_Document segment_

Culture
Flying High, Team Portland win basketball tournament
Alec Barba of team Flying High had a great weekend in Grand Ronde when his high school division team won the Confederated Tribes of Grand Ronde’s 2015 Native Youth 3-on-3 Basketball Tournament and he won the three-point shootout on Saturday, Aug. 15.
Tribal members Wakeeza Ream and Anthony Hernandez teamed with Aaron Hernandez and Tre Ratcliff to lead Team Portland to the middle school division championship.
This year’s tournament was held on Friday and Saturday, Aug. 14-15, in conjunction with the Tribe’s annual Contest Powwow.
The tournament drew nine teams of four players each and Grand Ronde Tribal member Leonard Logan scored the first basket just seven seconds into the first game on Friday night.
Even though Friday night’s opening games were just for seeding purposes for Saturday’s tournament games, you wouldn’t have been able to tell by the fierceness of the competition.
Not long after scoring the first basket on a drive down the left side of the lane, Logan was knocked into the gravel when he tried to repeat the move. It was outdoor parking lot basketball at its finest.
The tournament showcased 36 players from four high school teams and five middle school teams. Each of the teams had a coach. Participating teams and their players were from Grand Ronde, Siletz, Monmouth, Dallas, Salem and Portland.
Third-seeded Flying High won the high school division’s first-place honors on Saturday and Logan’s top-seeded The Real GR finished in second. Flying High featured Barba, Andrew Barry, Kevin Cable and Max Braziel.
“We just wanted to go out there and have fun,” said Logan. “The player on their team that really caught my eye was Andrew Barry. He’s gotten a lot better since the last time we played them. If our shots were falling in the first part of the game we could have beat those guys.”
Logan’s high school tournament team won the event in 2014 and lost this year by one basket. The Real GR team consisted of Logan, who will be a senior point guard at Chemawa Indian High School in Salem, Anthony Simmons, Nick Larsen and Elijah Flowers.
Simmons, who will be a sophomore at Willamina High School, played on the high school division championship team last year with Logan.
Flowers, who will be a senior at Willamina, was asked by Logan and Simmons to play with them on this year’s team.
“I felt like we had some big shoes to fill from last year,” said Logan. “I mean, of course you want to win the tourney, but sometimes it just doesn’t go your way.”

_Data provided_
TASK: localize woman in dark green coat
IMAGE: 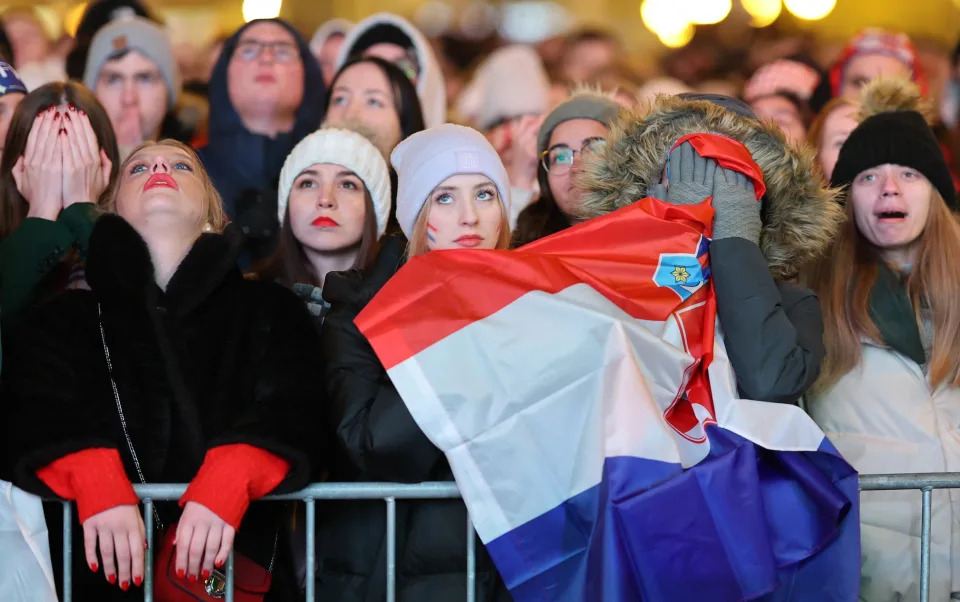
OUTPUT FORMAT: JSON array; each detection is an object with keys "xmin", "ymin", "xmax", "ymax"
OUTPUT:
[{"xmin": 0, "ymin": 82, "xmax": 119, "ymax": 326}]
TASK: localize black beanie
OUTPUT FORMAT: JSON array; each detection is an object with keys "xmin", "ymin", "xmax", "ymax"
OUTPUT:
[{"xmin": 830, "ymin": 111, "xmax": 958, "ymax": 211}]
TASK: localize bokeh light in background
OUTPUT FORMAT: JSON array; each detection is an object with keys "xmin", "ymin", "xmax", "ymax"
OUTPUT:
[
  {"xmin": 688, "ymin": 0, "xmax": 733, "ymax": 25},
  {"xmin": 740, "ymin": 0, "xmax": 784, "ymax": 27},
  {"xmin": 640, "ymin": 0, "xmax": 694, "ymax": 48},
  {"xmin": 783, "ymin": 0, "xmax": 837, "ymax": 21},
  {"xmin": 243, "ymin": 0, "xmax": 282, "ymax": 23},
  {"xmin": 63, "ymin": 2, "xmax": 87, "ymax": 36}
]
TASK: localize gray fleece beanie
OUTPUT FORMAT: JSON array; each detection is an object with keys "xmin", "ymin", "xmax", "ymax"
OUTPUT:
[
  {"xmin": 83, "ymin": 17, "xmax": 180, "ymax": 109},
  {"xmin": 537, "ymin": 92, "xmax": 620, "ymax": 154}
]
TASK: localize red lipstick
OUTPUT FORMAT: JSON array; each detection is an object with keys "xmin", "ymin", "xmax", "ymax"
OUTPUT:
[
  {"xmin": 143, "ymin": 173, "xmax": 180, "ymax": 192},
  {"xmin": 453, "ymin": 234, "xmax": 483, "ymax": 249},
  {"xmin": 310, "ymin": 215, "xmax": 340, "ymax": 228}
]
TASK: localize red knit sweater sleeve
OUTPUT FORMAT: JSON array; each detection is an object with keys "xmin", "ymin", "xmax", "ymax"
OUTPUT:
[
  {"xmin": 37, "ymin": 447, "xmax": 137, "ymax": 523},
  {"xmin": 180, "ymin": 443, "xmax": 290, "ymax": 529}
]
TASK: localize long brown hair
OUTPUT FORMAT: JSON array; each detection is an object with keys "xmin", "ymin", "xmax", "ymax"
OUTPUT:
[
  {"xmin": 252, "ymin": 191, "xmax": 380, "ymax": 287},
  {"xmin": 0, "ymin": 82, "xmax": 120, "ymax": 239},
  {"xmin": 101, "ymin": 138, "xmax": 228, "ymax": 233},
  {"xmin": 808, "ymin": 188, "xmax": 960, "ymax": 392},
  {"xmin": 407, "ymin": 191, "xmax": 510, "ymax": 259}
]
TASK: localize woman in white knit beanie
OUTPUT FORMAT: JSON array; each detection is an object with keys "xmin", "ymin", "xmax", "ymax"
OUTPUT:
[
  {"xmin": 257, "ymin": 128, "xmax": 392, "ymax": 318},
  {"xmin": 390, "ymin": 123, "xmax": 510, "ymax": 257}
]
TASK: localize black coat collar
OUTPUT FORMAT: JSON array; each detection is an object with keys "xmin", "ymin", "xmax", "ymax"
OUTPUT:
[{"xmin": 87, "ymin": 215, "xmax": 242, "ymax": 314}]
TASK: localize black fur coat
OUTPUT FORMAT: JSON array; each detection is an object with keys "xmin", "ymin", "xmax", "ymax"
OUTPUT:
[{"xmin": 2, "ymin": 215, "xmax": 323, "ymax": 599}]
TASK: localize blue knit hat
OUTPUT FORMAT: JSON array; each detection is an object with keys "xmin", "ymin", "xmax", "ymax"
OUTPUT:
[{"xmin": 0, "ymin": 61, "xmax": 27, "ymax": 96}]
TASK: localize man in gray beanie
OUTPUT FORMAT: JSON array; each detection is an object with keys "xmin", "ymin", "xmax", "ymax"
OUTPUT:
[{"xmin": 83, "ymin": 17, "xmax": 180, "ymax": 157}]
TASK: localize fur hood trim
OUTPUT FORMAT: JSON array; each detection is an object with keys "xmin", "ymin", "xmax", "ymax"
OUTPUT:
[{"xmin": 580, "ymin": 95, "xmax": 844, "ymax": 280}]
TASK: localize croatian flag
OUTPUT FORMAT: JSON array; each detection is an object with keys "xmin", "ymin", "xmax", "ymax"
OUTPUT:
[{"xmin": 357, "ymin": 198, "xmax": 860, "ymax": 602}]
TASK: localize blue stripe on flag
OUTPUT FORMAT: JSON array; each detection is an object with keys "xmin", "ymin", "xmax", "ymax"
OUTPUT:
[{"xmin": 487, "ymin": 426, "xmax": 859, "ymax": 602}]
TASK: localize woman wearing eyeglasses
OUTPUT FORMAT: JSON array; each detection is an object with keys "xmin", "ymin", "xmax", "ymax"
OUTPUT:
[
  {"xmin": 513, "ymin": 90, "xmax": 620, "ymax": 246},
  {"xmin": 200, "ymin": 19, "xmax": 324, "ymax": 267}
]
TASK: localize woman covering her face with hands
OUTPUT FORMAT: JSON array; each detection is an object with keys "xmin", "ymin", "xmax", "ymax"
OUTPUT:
[
  {"xmin": 0, "ymin": 82, "xmax": 118, "ymax": 324},
  {"xmin": 0, "ymin": 139, "xmax": 322, "ymax": 600}
]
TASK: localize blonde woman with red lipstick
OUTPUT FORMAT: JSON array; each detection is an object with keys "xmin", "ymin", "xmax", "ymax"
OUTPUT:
[
  {"xmin": 317, "ymin": 124, "xmax": 510, "ymax": 602},
  {"xmin": 256, "ymin": 123, "xmax": 392, "ymax": 324},
  {"xmin": 0, "ymin": 141, "xmax": 323, "ymax": 601}
]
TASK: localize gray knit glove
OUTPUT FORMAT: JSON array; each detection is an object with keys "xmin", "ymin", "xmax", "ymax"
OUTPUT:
[
  {"xmin": 647, "ymin": 142, "xmax": 717, "ymax": 205},
  {"xmin": 713, "ymin": 167, "xmax": 763, "ymax": 245}
]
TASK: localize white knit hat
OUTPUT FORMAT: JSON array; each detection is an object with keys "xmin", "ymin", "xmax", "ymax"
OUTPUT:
[
  {"xmin": 390, "ymin": 123, "xmax": 510, "ymax": 238},
  {"xmin": 277, "ymin": 128, "xmax": 392, "ymax": 236}
]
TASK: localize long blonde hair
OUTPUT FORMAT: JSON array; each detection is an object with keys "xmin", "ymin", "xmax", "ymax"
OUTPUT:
[
  {"xmin": 808, "ymin": 188, "xmax": 960, "ymax": 392},
  {"xmin": 407, "ymin": 197, "xmax": 510, "ymax": 259},
  {"xmin": 103, "ymin": 138, "xmax": 229, "ymax": 233}
]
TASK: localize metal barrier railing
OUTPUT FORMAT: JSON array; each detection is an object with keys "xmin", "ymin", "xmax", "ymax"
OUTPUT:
[
  {"xmin": 54, "ymin": 483, "xmax": 466, "ymax": 602},
  {"xmin": 48, "ymin": 472, "xmax": 960, "ymax": 602}
]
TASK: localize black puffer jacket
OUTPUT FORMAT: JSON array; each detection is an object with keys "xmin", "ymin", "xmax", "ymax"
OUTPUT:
[
  {"xmin": 710, "ymin": 237, "xmax": 827, "ymax": 403},
  {"xmin": 0, "ymin": 215, "xmax": 323, "ymax": 600},
  {"xmin": 317, "ymin": 238, "xmax": 510, "ymax": 602}
]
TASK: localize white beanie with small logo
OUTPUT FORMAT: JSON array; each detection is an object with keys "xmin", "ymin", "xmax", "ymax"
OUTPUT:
[
  {"xmin": 277, "ymin": 128, "xmax": 392, "ymax": 236},
  {"xmin": 390, "ymin": 123, "xmax": 510, "ymax": 239}
]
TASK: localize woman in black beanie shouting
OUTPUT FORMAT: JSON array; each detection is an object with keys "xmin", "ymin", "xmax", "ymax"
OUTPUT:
[{"xmin": 809, "ymin": 80, "xmax": 960, "ymax": 600}]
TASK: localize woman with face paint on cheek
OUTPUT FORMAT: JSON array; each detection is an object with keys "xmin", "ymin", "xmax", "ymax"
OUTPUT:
[
  {"xmin": 317, "ymin": 124, "xmax": 510, "ymax": 602},
  {"xmin": 808, "ymin": 80, "xmax": 960, "ymax": 600}
]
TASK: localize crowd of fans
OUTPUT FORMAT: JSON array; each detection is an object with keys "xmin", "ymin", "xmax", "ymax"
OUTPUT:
[{"xmin": 0, "ymin": 0, "xmax": 960, "ymax": 601}]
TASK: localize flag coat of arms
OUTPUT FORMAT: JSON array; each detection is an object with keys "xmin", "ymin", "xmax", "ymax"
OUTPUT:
[{"xmin": 357, "ymin": 198, "xmax": 860, "ymax": 602}]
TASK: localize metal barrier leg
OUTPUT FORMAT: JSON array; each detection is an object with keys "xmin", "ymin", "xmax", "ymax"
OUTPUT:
[
  {"xmin": 386, "ymin": 497, "xmax": 397, "ymax": 602},
  {"xmin": 143, "ymin": 498, "xmax": 153, "ymax": 602},
  {"xmin": 306, "ymin": 498, "xmax": 317, "ymax": 602},
  {"xmin": 225, "ymin": 548, "xmax": 233, "ymax": 602},
  {"xmin": 920, "ymin": 487, "xmax": 933, "ymax": 602},
  {"xmin": 467, "ymin": 513, "xmax": 477, "ymax": 602},
  {"xmin": 61, "ymin": 502, "xmax": 73, "ymax": 602}
]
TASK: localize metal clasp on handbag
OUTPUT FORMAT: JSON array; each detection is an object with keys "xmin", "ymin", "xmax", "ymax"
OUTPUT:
[{"xmin": 203, "ymin": 569, "xmax": 227, "ymax": 598}]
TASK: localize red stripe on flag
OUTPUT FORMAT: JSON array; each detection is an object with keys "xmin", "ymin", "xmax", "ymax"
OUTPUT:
[{"xmin": 356, "ymin": 198, "xmax": 713, "ymax": 370}]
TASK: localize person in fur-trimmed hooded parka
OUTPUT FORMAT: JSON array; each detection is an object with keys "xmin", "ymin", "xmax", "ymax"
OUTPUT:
[{"xmin": 581, "ymin": 94, "xmax": 843, "ymax": 403}]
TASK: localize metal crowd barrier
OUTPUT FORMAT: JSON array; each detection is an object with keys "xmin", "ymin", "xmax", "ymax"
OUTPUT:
[
  {"xmin": 60, "ymin": 483, "xmax": 468, "ymax": 602},
  {"xmin": 50, "ymin": 472, "xmax": 960, "ymax": 602}
]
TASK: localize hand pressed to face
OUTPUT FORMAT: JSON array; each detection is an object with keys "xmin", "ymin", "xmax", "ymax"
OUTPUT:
[
  {"xmin": 13, "ymin": 105, "xmax": 113, "ymax": 220},
  {"xmin": 13, "ymin": 107, "xmax": 63, "ymax": 220},
  {"xmin": 423, "ymin": 174, "xmax": 503, "ymax": 251}
]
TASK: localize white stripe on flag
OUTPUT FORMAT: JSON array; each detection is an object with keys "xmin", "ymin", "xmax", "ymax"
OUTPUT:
[{"xmin": 390, "ymin": 284, "xmax": 708, "ymax": 542}]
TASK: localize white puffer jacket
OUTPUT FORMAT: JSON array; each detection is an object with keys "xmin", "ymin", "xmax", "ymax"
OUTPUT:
[{"xmin": 808, "ymin": 342, "xmax": 960, "ymax": 602}]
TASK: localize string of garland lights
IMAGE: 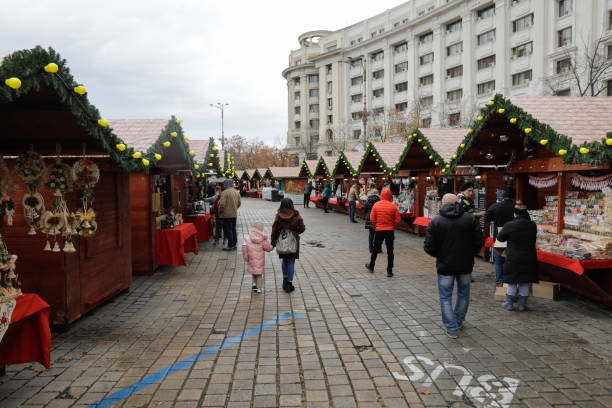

_What to do_
(a) Retype the part of the basketball tournament article that begins at the words "The tournament drew" and ends after the words "of the competition.".
(b) Echo the rows from the line that contains "TASK: localize red stripe on flag" through the last line of the rows, keeping both ends, and leave the pictures out.
The article and the rows are unrelated to each other.

_Answers for this exercise_
(a)
The tournament drew nine teams of four players each and Grand Ronde Tribal member Leonard Logan scored the first basket just seven seconds into the first game on Friday night.
Even though Friday night’s opening games were just for seeding purposes for Saturday’s tournament games, you wouldn’t have been able to tell by the fierceness of the competition.

(b)
TASK: localize red stripe on flag
OUTPUT FORMAT: JSON array; each detection is an object with keys "xmin", "ymin", "xmax", "ymax"
OUTPUT:
[{"xmin": 356, "ymin": 198, "xmax": 713, "ymax": 370}]
TASK: localize person in fur-trimmed hooded parka
OUTPUT FORMAT: JSON array; each detection is an object with keys "xmin", "ymin", "xmax", "ymax"
OUTPUT:
[{"xmin": 581, "ymin": 94, "xmax": 843, "ymax": 403}]
TASK: localize metal crowd barrier
OUTPUT FORMAT: JSON array; each detection is an object with keys "xmin", "ymin", "xmax", "ymax"
OUTPUT:
[
  {"xmin": 60, "ymin": 483, "xmax": 468, "ymax": 602},
  {"xmin": 50, "ymin": 472, "xmax": 960, "ymax": 602}
]
TASK: localize hand pressed to face
OUTPUT FORMAT: JSON array; each detection is an object with keys "xmin", "ymin", "xmax", "ymax"
OUTPUT:
[
  {"xmin": 13, "ymin": 105, "xmax": 113, "ymax": 220},
  {"xmin": 13, "ymin": 107, "xmax": 63, "ymax": 220},
  {"xmin": 423, "ymin": 174, "xmax": 503, "ymax": 251}
]
TASK: localize white stripe on flag
OUTPUT FORMAT: JSON array; each detection is an object with keys "xmin", "ymin", "xmax", "ymax"
OUTPUT:
[{"xmin": 390, "ymin": 284, "xmax": 708, "ymax": 542}]
TASK: localize white puffer jacket
OUTPUT FORMAT: JSON array; each detection is an object with keys "xmin", "ymin", "xmax", "ymax"
OUTPUT:
[{"xmin": 808, "ymin": 342, "xmax": 960, "ymax": 602}]
TASK: localize string of garland lights
IMAGE: 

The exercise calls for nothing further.